----- 抜粋 -----

膝蓋靭帯炎
膝蓋靭帯炎とは別名ジャンパー膝と言われる。ジャンパー膝とは名前が示すごとく、バレーボールやバスケットボールなどでジャンプや着地動作を頻繁に行ったり、サッカーのキック動作やダッシュなどの走る動作を繰り返したりするスポーツに多くみられる、オーバーユース(使い過ぎ)に起因する膝のスポーツ障害で、12〜20歳。特に10代の男性に多く、大腿四頭筋の柔軟性低下が要因の1つに挙げられます。特に成長期の長身選手は、骨の成長に筋肉の成長が追いつかず、結果的に筋肉が硬い状態を招いた結果、その負担が末梢の膝蓋骨周辺に蓄積するために起こる慢性障害です。

----- データ一覧 -----

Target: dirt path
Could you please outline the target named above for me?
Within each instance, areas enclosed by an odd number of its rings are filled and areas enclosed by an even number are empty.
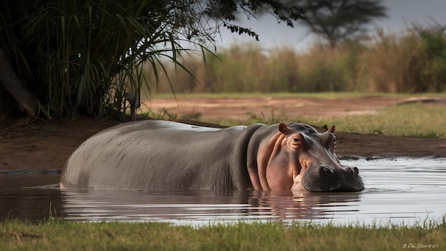
[[[251,115],[337,117],[371,113],[380,108],[410,101],[407,98],[155,98],[152,108],[165,108],[175,114],[199,113],[204,120],[245,119]],[[19,121],[0,121],[0,170],[60,170],[70,154],[94,133],[118,122],[80,118],[74,121],[37,121],[17,126]],[[385,137],[338,133],[339,156],[445,156],[445,139]]]
[[[348,115],[373,114],[382,108],[403,102],[432,99],[428,97],[316,98],[153,98],[144,102],[155,112],[165,108],[172,114],[203,121],[245,120],[264,114],[295,118],[338,118]]]

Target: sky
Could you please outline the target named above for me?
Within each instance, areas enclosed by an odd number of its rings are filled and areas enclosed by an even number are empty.
[[[446,0],[384,0],[383,2],[388,7],[388,17],[376,20],[370,26],[370,30],[378,27],[387,31],[398,32],[414,23],[432,24],[432,19],[446,25]],[[284,45],[298,51],[305,50],[315,39],[303,25],[290,28],[284,23],[278,24],[271,15],[264,15],[259,20],[247,20],[244,16],[241,16],[240,19],[243,20],[237,24],[257,33],[264,48]],[[217,51],[236,43],[256,42],[254,38],[232,34],[224,27],[221,29],[221,39],[217,40]]]

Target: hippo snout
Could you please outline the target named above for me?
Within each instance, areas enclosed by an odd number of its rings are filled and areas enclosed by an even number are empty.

-----

抜粋の「膝蓋靭帯炎とは別名」で始まる段落を、主な事実を残して短い箇条書きに書き直すこと。

- 膝蓋靭帯炎は別名ジャンパー膝という。
- 使い過ぎ(オーバーユース)による膝のスポーツ障害である。
- ジャンプや着地を頻繁に行うバレーボールやバスケットボール、キックやダッシュなどを繰り返すサッカーなどに多い。
- 12〜20歳、特に10代の男性に多い。
- 要因の1つは大腿四頭筋の柔軟性低下である。
- 成長期の長身選手では骨の成長に筋肉の成長が追いつかず、筋肉が硬くなる。その負担が膝蓋骨周辺に蓄積して起こる慢性障害である。